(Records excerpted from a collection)
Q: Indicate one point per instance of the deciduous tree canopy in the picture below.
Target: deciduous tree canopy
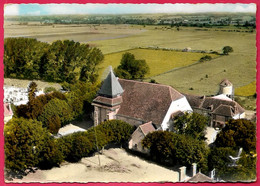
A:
(238, 133)
(130, 68)
(61, 61)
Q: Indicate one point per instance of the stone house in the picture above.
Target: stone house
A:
(137, 102)
(219, 108)
(8, 113)
(138, 135)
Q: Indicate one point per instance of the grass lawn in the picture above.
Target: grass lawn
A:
(247, 90)
(159, 61)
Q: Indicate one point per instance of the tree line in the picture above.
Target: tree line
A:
(186, 145)
(28, 144)
(56, 109)
(61, 61)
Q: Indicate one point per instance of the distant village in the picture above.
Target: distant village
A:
(196, 20)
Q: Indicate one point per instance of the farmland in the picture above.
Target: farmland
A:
(203, 78)
(159, 61)
(247, 90)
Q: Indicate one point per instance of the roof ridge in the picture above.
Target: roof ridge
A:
(143, 82)
(150, 122)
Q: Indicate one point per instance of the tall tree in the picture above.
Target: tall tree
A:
(24, 140)
(238, 133)
(192, 124)
(130, 68)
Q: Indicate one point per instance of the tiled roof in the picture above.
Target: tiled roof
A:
(217, 106)
(108, 101)
(7, 110)
(225, 82)
(177, 113)
(111, 87)
(147, 127)
(199, 177)
(146, 101)
(225, 110)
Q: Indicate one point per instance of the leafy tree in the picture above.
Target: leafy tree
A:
(53, 124)
(190, 150)
(130, 68)
(219, 159)
(168, 147)
(238, 133)
(32, 88)
(50, 154)
(56, 107)
(192, 124)
(24, 141)
(227, 49)
(161, 145)
(22, 57)
(80, 146)
(62, 61)
(116, 131)
(49, 89)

• **PROMPT**:
Retype only this portion of the data above: the line containing "Target: roof ridge", the line containing "Q: Indicate one point per instance of the leafy", and all lines between them, exactly.

• **FINAL ANSWER**:
Target: roof ridge
A:
(143, 82)
(150, 122)
Q: Indicate one point per instance of the tall tree in the picture above.
Target: tall tree
A:
(24, 140)
(238, 133)
(192, 124)
(130, 68)
Q: Indicate one point per instance of the tiled roof in the picture above.
Target: tiled roof
A:
(217, 106)
(108, 101)
(7, 110)
(225, 82)
(177, 113)
(111, 87)
(147, 127)
(199, 177)
(146, 101)
(225, 110)
Q: Indicate one point per instance of the leafy tree in the picture above.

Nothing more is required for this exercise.